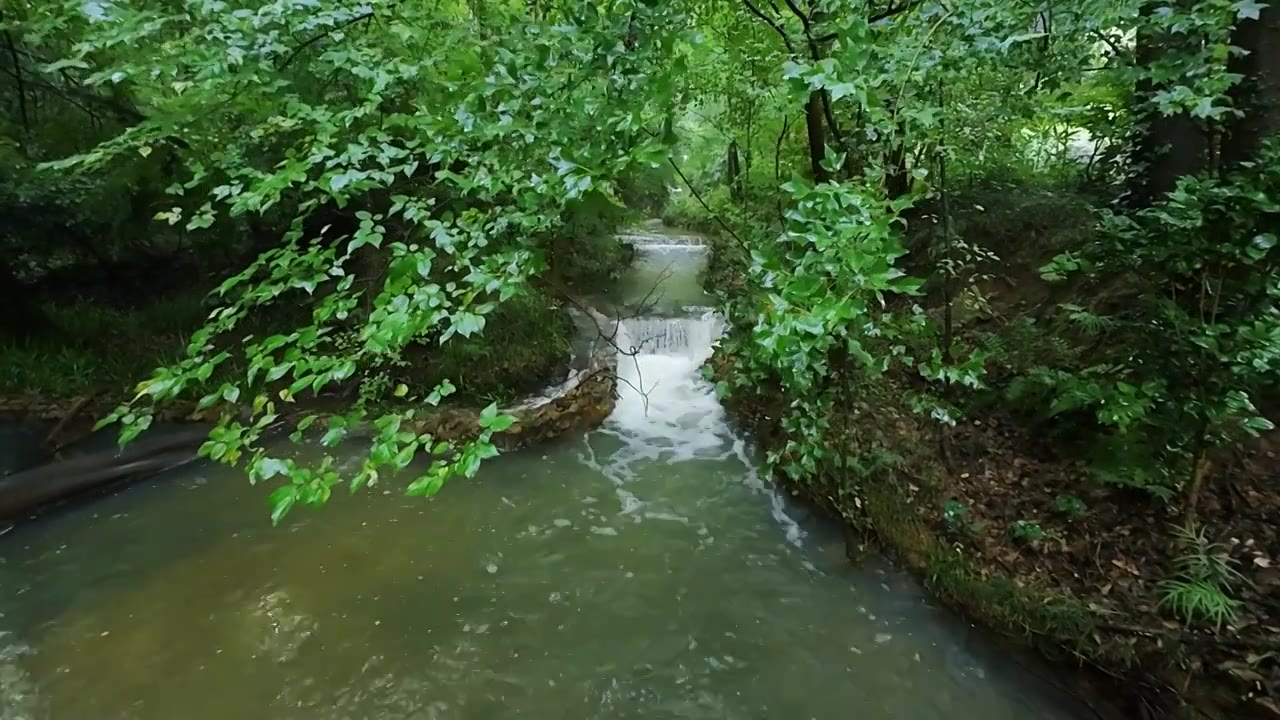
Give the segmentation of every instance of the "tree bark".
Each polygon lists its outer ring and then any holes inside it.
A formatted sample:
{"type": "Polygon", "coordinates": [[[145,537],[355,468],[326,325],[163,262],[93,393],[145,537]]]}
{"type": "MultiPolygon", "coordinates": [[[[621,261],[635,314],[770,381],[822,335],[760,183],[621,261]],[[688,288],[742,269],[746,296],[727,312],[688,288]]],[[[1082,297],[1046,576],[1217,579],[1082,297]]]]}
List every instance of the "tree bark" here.
{"type": "MultiPolygon", "coordinates": [[[[1152,6],[1146,5],[1144,17],[1149,17],[1152,11],[1152,6]]],[[[1139,69],[1177,51],[1176,39],[1150,27],[1139,29],[1136,58],[1139,69]]],[[[1161,89],[1146,77],[1134,88],[1139,121],[1129,202],[1136,208],[1159,201],[1177,186],[1179,178],[1203,172],[1208,165],[1209,142],[1204,128],[1187,113],[1164,115],[1151,107],[1152,98],[1161,89]]]]}
{"type": "Polygon", "coordinates": [[[14,91],[18,94],[18,118],[22,121],[22,134],[18,137],[18,148],[25,154],[27,140],[31,135],[31,115],[27,112],[27,85],[22,77],[22,60],[18,58],[17,42],[8,31],[5,31],[4,39],[9,47],[9,59],[13,63],[14,91]]]}
{"type": "MultiPolygon", "coordinates": [[[[815,63],[821,60],[820,46],[823,42],[827,42],[826,38],[815,38],[813,36],[814,18],[805,13],[794,0],[784,0],[787,8],[795,15],[804,28],[805,46],[809,49],[809,57],[815,63]]],[[[782,22],[778,18],[774,18],[760,9],[752,0],[742,0],[742,4],[747,10],[767,24],[782,39],[782,45],[787,49],[787,53],[792,57],[798,56],[796,46],[791,42],[791,38],[787,35],[786,28],[782,26],[782,22]]],[[[781,14],[777,5],[770,3],[774,12],[781,14]]],[[[827,154],[827,120],[831,121],[831,131],[839,132],[835,127],[835,116],[831,112],[830,102],[827,100],[824,90],[815,90],[809,93],[809,99],[804,105],[805,129],[809,133],[809,166],[815,183],[827,182],[831,179],[830,173],[826,168],[822,167],[822,161],[827,154]]]]}
{"type": "Polygon", "coordinates": [[[1244,76],[1231,90],[1236,109],[1244,114],[1227,127],[1224,169],[1253,160],[1263,142],[1280,133],[1280,6],[1273,2],[1258,19],[1237,25],[1231,44],[1243,51],[1231,57],[1227,70],[1244,76]]]}
{"type": "Polygon", "coordinates": [[[897,199],[911,189],[911,175],[907,171],[907,148],[896,141],[889,150],[888,167],[885,168],[884,187],[890,199],[897,199]]]}
{"type": "Polygon", "coordinates": [[[827,155],[827,132],[823,120],[822,91],[809,93],[809,101],[804,106],[804,126],[809,133],[809,165],[813,170],[814,182],[827,182],[831,179],[822,161],[827,155]]]}
{"type": "Polygon", "coordinates": [[[742,160],[738,153],[738,141],[729,142],[728,155],[725,158],[725,181],[729,184],[729,195],[734,200],[742,199],[742,160]]]}

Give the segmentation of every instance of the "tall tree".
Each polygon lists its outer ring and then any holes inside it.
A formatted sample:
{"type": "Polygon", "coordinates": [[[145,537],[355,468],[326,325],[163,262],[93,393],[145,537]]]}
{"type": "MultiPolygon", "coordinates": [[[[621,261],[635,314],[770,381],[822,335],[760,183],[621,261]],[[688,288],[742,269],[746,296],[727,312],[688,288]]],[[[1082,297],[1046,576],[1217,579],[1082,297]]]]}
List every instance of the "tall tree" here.
{"type": "MultiPolygon", "coordinates": [[[[1185,9],[1189,4],[1180,0],[1175,6],[1185,9]]],[[[1158,201],[1179,178],[1204,171],[1209,161],[1209,139],[1201,123],[1187,108],[1160,102],[1183,81],[1181,60],[1198,42],[1169,29],[1161,20],[1168,9],[1146,0],[1137,29],[1134,64],[1138,75],[1133,93],[1137,127],[1129,185],[1129,202],[1135,208],[1158,201]]]]}
{"type": "Polygon", "coordinates": [[[1256,5],[1242,11],[1231,36],[1236,50],[1228,69],[1241,78],[1231,97],[1240,114],[1222,141],[1225,167],[1256,158],[1262,143],[1280,133],[1280,7],[1256,5]]]}

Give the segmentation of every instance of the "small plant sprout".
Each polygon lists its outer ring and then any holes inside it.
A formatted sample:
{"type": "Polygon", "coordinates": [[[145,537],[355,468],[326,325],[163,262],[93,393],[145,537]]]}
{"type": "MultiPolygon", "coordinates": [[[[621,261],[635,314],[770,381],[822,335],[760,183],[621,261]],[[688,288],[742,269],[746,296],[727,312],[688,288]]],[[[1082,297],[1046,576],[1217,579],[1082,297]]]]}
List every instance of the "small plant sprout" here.
{"type": "Polygon", "coordinates": [[[1089,506],[1078,496],[1064,493],[1053,499],[1053,510],[1068,521],[1079,520],[1088,512],[1089,506]]]}
{"type": "Polygon", "coordinates": [[[1233,585],[1247,582],[1234,567],[1227,547],[1213,542],[1194,523],[1175,529],[1181,555],[1174,561],[1176,574],[1160,583],[1160,607],[1182,618],[1188,626],[1206,622],[1221,630],[1240,610],[1230,596],[1233,585]]]}
{"type": "Polygon", "coordinates": [[[1048,537],[1040,524],[1031,520],[1018,520],[1009,526],[1009,536],[1021,543],[1036,543],[1048,537]]]}

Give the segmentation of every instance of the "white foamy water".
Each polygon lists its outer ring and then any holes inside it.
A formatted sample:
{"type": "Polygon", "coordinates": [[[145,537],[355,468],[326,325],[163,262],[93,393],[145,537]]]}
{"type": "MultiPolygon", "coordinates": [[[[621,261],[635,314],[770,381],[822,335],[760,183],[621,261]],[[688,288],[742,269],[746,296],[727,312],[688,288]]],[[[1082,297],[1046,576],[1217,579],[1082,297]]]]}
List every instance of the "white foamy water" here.
{"type": "Polygon", "coordinates": [[[9,633],[0,631],[0,720],[35,720],[36,689],[23,668],[31,648],[11,640],[9,633]]]}
{"type": "MultiPolygon", "coordinates": [[[[695,317],[651,317],[623,320],[618,346],[639,355],[660,355],[701,365],[724,330],[724,321],[711,310],[695,309],[695,317]]],[[[619,360],[625,360],[621,357],[619,360]]]]}
{"type": "Polygon", "coordinates": [[[706,245],[703,239],[698,235],[683,235],[679,233],[664,232],[645,232],[630,231],[618,234],[618,239],[635,245],[636,247],[701,247],[706,245]]]}
{"type": "MultiPolygon", "coordinates": [[[[787,514],[784,498],[765,483],[755,458],[729,426],[702,365],[724,331],[724,319],[708,307],[699,284],[708,248],[701,237],[670,230],[637,230],[619,236],[635,246],[636,262],[623,282],[629,303],[653,313],[617,326],[618,401],[603,434],[622,447],[601,462],[588,447],[584,462],[615,485],[622,514],[636,522],[688,519],[658,509],[664,498],[633,482],[655,464],[711,461],[740,468],[737,480],[769,498],[769,514],[782,538],[798,546],[804,537],[787,514]]],[[[667,489],[663,492],[669,492],[667,489]]],[[[708,538],[707,541],[710,541],[708,538]]]]}
{"type": "Polygon", "coordinates": [[[623,321],[618,404],[608,428],[637,456],[678,462],[732,453],[724,408],[699,372],[722,328],[712,312],[623,321]]]}

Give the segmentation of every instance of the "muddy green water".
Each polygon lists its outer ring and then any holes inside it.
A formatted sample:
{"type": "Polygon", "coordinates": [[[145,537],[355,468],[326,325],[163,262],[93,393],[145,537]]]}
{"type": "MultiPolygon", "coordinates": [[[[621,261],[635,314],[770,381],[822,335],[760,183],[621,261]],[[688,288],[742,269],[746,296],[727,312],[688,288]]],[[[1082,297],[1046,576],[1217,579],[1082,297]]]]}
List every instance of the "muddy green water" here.
{"type": "Polygon", "coordinates": [[[0,537],[0,720],[1085,717],[762,482],[696,372],[702,250],[640,242],[647,397],[595,432],[280,528],[198,465],[0,537]]]}

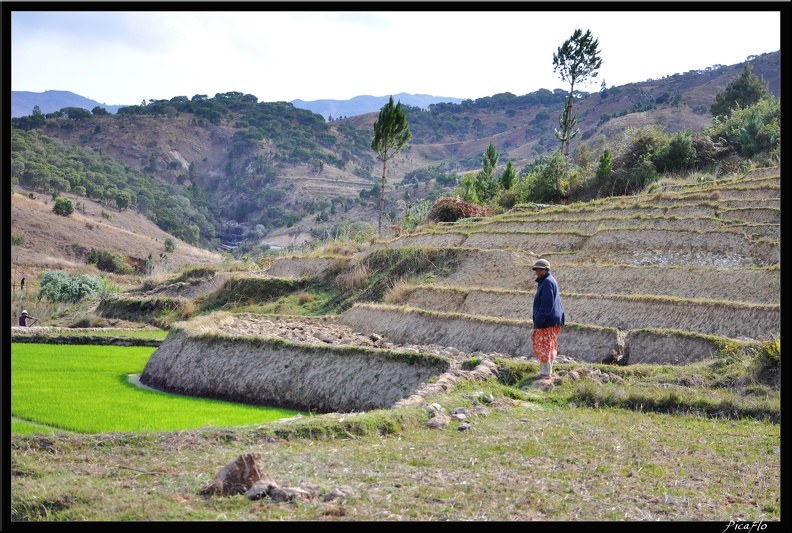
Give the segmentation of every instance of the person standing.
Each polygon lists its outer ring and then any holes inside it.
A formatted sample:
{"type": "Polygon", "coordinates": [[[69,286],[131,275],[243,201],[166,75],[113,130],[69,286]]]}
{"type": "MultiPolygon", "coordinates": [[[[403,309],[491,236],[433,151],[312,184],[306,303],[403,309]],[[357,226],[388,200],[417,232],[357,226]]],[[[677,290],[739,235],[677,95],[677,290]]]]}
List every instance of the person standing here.
{"type": "Polygon", "coordinates": [[[536,294],[533,301],[534,356],[539,359],[538,379],[549,379],[553,373],[553,361],[558,355],[558,334],[564,325],[564,306],[558,283],[550,273],[550,263],[539,259],[531,267],[536,274],[536,294]]]}
{"type": "Polygon", "coordinates": [[[25,276],[22,276],[22,281],[19,284],[19,288],[23,291],[25,290],[25,276]]]}
{"type": "Polygon", "coordinates": [[[27,323],[28,319],[33,320],[32,324],[35,324],[36,322],[38,322],[38,318],[36,318],[34,316],[29,316],[27,311],[22,311],[22,314],[19,315],[19,325],[22,326],[22,327],[27,327],[28,326],[28,323],[27,323]]]}

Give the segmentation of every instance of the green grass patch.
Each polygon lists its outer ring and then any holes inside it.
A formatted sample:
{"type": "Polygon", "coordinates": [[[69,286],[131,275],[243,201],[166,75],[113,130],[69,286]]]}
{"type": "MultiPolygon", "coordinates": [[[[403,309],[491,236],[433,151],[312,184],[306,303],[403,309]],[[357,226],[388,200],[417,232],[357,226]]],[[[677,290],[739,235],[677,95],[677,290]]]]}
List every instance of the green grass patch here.
{"type": "MultiPolygon", "coordinates": [[[[154,340],[162,341],[168,336],[168,332],[164,329],[93,329],[90,331],[80,331],[74,329],[57,330],[53,329],[41,335],[52,338],[69,338],[69,339],[82,339],[82,338],[113,338],[113,339],[141,339],[141,340],[154,340]]],[[[25,333],[16,333],[16,336],[25,336],[25,333]]],[[[27,335],[30,336],[30,335],[27,335]]],[[[16,339],[15,339],[16,340],[16,339]]],[[[75,343],[77,344],[77,343],[75,343]]]]}
{"type": "Polygon", "coordinates": [[[429,429],[426,409],[146,435],[13,435],[13,521],[780,520],[780,426],[756,420],[501,407],[493,382],[432,398],[489,408],[429,429]],[[487,401],[491,399],[491,401],[487,401]],[[206,498],[240,453],[281,485],[344,500],[206,498]]]}
{"type": "Polygon", "coordinates": [[[306,286],[304,281],[281,278],[232,277],[222,290],[201,302],[200,312],[238,309],[273,302],[296,293],[306,286]]]}
{"type": "Polygon", "coordinates": [[[339,294],[338,290],[333,290],[328,284],[317,285],[314,287],[293,292],[281,296],[277,300],[265,302],[252,307],[242,307],[240,312],[251,312],[261,314],[278,314],[292,316],[317,316],[332,314],[331,302],[339,294]]]}
{"type": "Polygon", "coordinates": [[[240,426],[298,414],[140,388],[129,376],[141,373],[153,352],[151,347],[13,343],[11,414],[18,422],[78,433],[240,426]]]}

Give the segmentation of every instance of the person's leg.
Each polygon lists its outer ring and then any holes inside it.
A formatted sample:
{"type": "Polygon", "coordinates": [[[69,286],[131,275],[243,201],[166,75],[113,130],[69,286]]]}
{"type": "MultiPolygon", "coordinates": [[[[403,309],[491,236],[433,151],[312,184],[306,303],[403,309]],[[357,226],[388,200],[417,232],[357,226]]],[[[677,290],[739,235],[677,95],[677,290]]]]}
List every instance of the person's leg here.
{"type": "Polygon", "coordinates": [[[553,373],[553,362],[558,356],[558,334],[561,333],[561,326],[553,326],[548,329],[548,344],[550,345],[550,354],[548,357],[548,374],[553,373]]]}
{"type": "Polygon", "coordinates": [[[547,328],[538,328],[533,331],[531,341],[533,342],[534,357],[539,359],[539,377],[550,376],[550,357],[552,347],[549,344],[547,328]]]}

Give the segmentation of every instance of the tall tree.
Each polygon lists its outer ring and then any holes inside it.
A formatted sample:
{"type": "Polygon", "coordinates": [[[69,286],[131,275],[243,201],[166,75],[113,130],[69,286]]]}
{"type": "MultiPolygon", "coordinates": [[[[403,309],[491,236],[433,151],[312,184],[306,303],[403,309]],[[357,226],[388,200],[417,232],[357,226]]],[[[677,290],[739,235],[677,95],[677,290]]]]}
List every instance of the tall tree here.
{"type": "Polygon", "coordinates": [[[511,159],[506,163],[506,168],[503,169],[503,172],[498,179],[500,183],[500,188],[508,191],[514,185],[514,182],[517,180],[517,169],[514,168],[511,159]]]}
{"type": "Polygon", "coordinates": [[[564,108],[566,121],[562,127],[563,134],[560,136],[561,147],[566,156],[569,155],[569,141],[572,137],[570,132],[576,118],[572,114],[575,84],[596,78],[601,66],[599,39],[595,39],[590,30],[583,33],[583,30],[576,29],[572,37],[564,41],[564,44],[558,47],[558,52],[553,54],[553,72],[557,72],[562,81],[569,83],[569,101],[564,108]]]}
{"type": "Polygon", "coordinates": [[[478,176],[482,194],[481,200],[489,200],[498,192],[498,179],[495,177],[495,168],[498,166],[500,154],[495,145],[489,143],[487,150],[481,158],[481,172],[478,176]]]}
{"type": "Polygon", "coordinates": [[[500,158],[500,154],[498,150],[495,148],[495,145],[489,143],[487,146],[487,150],[484,152],[484,155],[481,157],[481,168],[484,176],[488,180],[492,180],[495,176],[495,167],[498,166],[498,159],[500,158]]]}
{"type": "Polygon", "coordinates": [[[751,64],[746,61],[743,72],[730,81],[723,91],[715,95],[715,102],[710,107],[713,117],[732,114],[737,109],[745,109],[759,100],[770,98],[770,91],[763,79],[753,73],[751,64]]]}
{"type": "Polygon", "coordinates": [[[385,176],[388,160],[393,158],[410,139],[410,124],[401,107],[401,101],[393,105],[393,96],[387,104],[380,109],[379,117],[374,122],[374,140],[371,149],[377,152],[382,159],[382,187],[380,188],[379,227],[378,233],[382,235],[382,213],[385,210],[385,176]]]}
{"type": "Polygon", "coordinates": [[[561,129],[555,130],[556,139],[561,141],[561,148],[563,149],[566,147],[566,153],[564,155],[569,155],[569,141],[577,137],[580,133],[580,129],[574,129],[575,126],[577,126],[577,115],[570,118],[571,114],[572,99],[570,98],[564,105],[564,111],[558,117],[558,126],[561,129]]]}
{"type": "Polygon", "coordinates": [[[30,115],[30,127],[40,128],[46,123],[47,123],[46,117],[44,116],[44,113],[41,111],[41,108],[37,105],[34,105],[33,114],[30,115]]]}

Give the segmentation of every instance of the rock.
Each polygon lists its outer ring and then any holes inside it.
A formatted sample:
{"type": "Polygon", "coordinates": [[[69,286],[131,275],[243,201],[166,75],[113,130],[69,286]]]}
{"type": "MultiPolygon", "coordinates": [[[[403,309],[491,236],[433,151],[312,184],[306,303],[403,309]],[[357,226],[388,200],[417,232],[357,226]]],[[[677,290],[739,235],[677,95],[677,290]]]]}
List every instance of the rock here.
{"type": "Polygon", "coordinates": [[[426,427],[432,429],[445,429],[448,426],[448,423],[451,422],[451,418],[448,415],[443,413],[435,413],[432,418],[430,418],[426,422],[426,427]]]}
{"type": "Polygon", "coordinates": [[[310,501],[313,499],[311,492],[293,487],[272,487],[269,497],[276,502],[291,502],[295,499],[310,501]]]}
{"type": "Polygon", "coordinates": [[[476,414],[478,416],[489,416],[489,409],[487,409],[486,405],[477,404],[476,405],[476,414]]]}
{"type": "Polygon", "coordinates": [[[328,492],[327,494],[322,496],[320,499],[323,502],[329,502],[329,501],[338,500],[338,499],[343,500],[343,499],[349,498],[350,496],[354,496],[354,495],[355,495],[355,493],[350,487],[346,487],[346,486],[344,486],[344,487],[333,487],[330,490],[330,492],[328,492]]]}
{"type": "Polygon", "coordinates": [[[248,500],[260,500],[269,496],[270,490],[277,487],[271,481],[256,481],[253,486],[245,492],[245,498],[248,500]]]}
{"type": "Polygon", "coordinates": [[[444,411],[445,411],[445,409],[443,408],[443,406],[442,406],[442,405],[440,405],[439,403],[431,403],[431,404],[429,404],[429,410],[430,410],[432,413],[442,413],[442,412],[444,412],[444,411]]]}
{"type": "Polygon", "coordinates": [[[467,430],[470,429],[470,424],[468,424],[467,422],[464,422],[462,424],[459,424],[459,427],[457,429],[459,431],[467,431],[467,430]]]}
{"type": "Polygon", "coordinates": [[[225,465],[212,482],[201,489],[201,496],[244,494],[258,481],[272,481],[259,468],[260,453],[243,453],[225,465]]]}
{"type": "Polygon", "coordinates": [[[470,417],[470,413],[464,407],[455,407],[451,409],[451,418],[454,420],[459,420],[461,422],[467,420],[468,417],[470,417]]]}

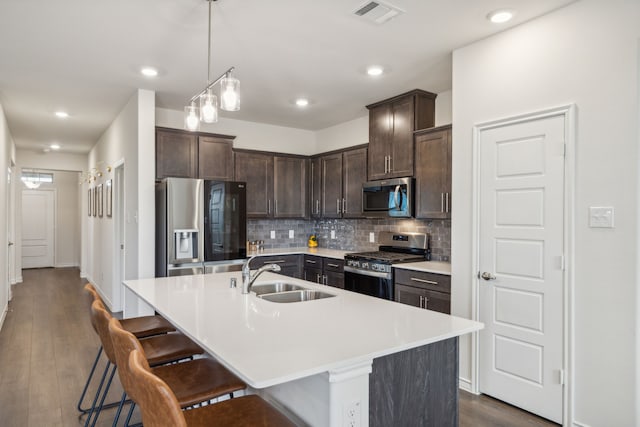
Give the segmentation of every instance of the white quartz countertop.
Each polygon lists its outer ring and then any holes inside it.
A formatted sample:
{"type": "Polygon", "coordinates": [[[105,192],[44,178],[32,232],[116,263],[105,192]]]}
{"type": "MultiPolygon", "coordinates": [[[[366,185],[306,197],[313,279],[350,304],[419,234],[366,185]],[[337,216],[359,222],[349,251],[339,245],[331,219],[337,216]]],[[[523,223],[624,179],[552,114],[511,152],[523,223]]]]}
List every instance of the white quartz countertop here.
{"type": "Polygon", "coordinates": [[[423,271],[425,273],[436,273],[451,276],[451,264],[440,261],[420,261],[407,262],[402,264],[393,264],[393,268],[401,268],[403,270],[423,271]]]}
{"type": "Polygon", "coordinates": [[[241,292],[240,272],[127,280],[125,286],[254,388],[336,370],[480,330],[471,320],[265,273],[336,295],[274,303],[241,292]],[[238,287],[230,288],[231,278],[238,287]]]}
{"type": "Polygon", "coordinates": [[[345,254],[355,251],[341,251],[336,249],[326,248],[275,248],[275,249],[263,249],[256,252],[247,252],[247,257],[257,256],[269,256],[269,255],[317,255],[325,258],[344,259],[345,254]]]}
····················
=== Required action ===
Scan the material above for "Give". Copy every line where it appears.

=== Written answer ===
Give the segmentation of every instance of the "tree bark".
Give the segmentation of every instance of the "tall tree".
Give the segmentation of every instance of the "small plant sprout".
Give the segmentation of every instance of the "white foamy water".
Give the segmentation of every instance of the "muddy green water".
Give the segmentation of every instance of the person standing.
Give the segmentation of every instance of the green grass patch.
Give the segmentation of every instance of the person's leg.
Give the segmentation of every instance of the tall tree.
Give the segmentation of every instance of the rock.
Give the segmentation of every instance of the white quartz countertop.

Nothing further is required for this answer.